Work required
Find every line in the rows below that contains the word "gray" and copy each of those lines. Case counts.

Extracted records
──────────

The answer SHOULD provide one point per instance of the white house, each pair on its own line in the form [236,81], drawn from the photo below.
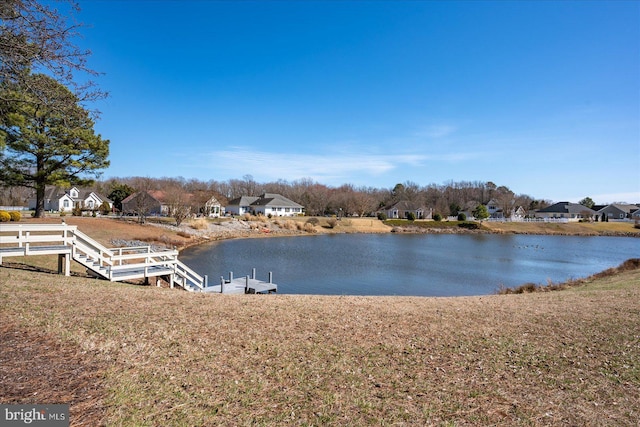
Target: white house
[618,211]
[64,200]
[403,208]
[266,204]
[213,208]
[566,210]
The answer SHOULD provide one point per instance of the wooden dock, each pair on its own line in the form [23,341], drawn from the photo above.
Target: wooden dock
[244,285]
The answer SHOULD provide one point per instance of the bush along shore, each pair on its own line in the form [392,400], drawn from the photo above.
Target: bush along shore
[121,354]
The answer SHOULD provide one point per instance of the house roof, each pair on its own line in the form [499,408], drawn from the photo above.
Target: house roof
[566,207]
[266,199]
[622,207]
[271,199]
[53,192]
[152,194]
[405,205]
[242,201]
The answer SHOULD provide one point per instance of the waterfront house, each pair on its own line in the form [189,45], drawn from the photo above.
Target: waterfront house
[618,211]
[58,199]
[566,210]
[402,209]
[265,204]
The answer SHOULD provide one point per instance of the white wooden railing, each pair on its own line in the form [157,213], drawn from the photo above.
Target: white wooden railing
[114,264]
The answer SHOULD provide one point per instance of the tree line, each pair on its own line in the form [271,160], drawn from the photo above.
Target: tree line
[47,132]
[447,199]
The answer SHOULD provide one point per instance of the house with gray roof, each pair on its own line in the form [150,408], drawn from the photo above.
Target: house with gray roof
[265,204]
[402,209]
[618,211]
[567,211]
[58,199]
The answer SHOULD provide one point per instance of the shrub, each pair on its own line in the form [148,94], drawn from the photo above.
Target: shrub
[469,225]
[199,224]
[313,221]
[104,208]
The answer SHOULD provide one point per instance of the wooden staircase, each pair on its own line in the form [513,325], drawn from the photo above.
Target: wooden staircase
[114,264]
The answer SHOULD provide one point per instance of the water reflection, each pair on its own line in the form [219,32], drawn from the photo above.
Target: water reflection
[421,265]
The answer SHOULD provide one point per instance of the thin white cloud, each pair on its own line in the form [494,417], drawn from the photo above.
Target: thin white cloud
[332,167]
[435,131]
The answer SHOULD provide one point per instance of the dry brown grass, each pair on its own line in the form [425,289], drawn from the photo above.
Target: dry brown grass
[199,224]
[572,228]
[167,357]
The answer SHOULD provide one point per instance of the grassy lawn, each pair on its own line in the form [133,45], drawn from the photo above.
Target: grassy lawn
[132,355]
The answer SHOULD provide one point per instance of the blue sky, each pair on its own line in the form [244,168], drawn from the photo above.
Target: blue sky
[543,97]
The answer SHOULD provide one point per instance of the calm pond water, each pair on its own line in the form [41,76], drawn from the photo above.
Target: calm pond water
[415,265]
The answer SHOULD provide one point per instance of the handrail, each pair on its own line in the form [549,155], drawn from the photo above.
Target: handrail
[190,275]
[95,256]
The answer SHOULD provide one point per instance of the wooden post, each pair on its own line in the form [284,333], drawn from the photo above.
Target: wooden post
[64,264]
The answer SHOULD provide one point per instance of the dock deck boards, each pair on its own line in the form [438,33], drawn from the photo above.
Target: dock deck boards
[239,286]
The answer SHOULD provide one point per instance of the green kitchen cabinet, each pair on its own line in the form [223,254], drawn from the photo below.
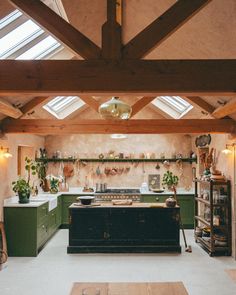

──────────

Task response
The answer SHOULD provide one point per instance of the house with gray roof, each pair on its own line in the form [150,408], drawn from the photo above.
Target: house with gray roof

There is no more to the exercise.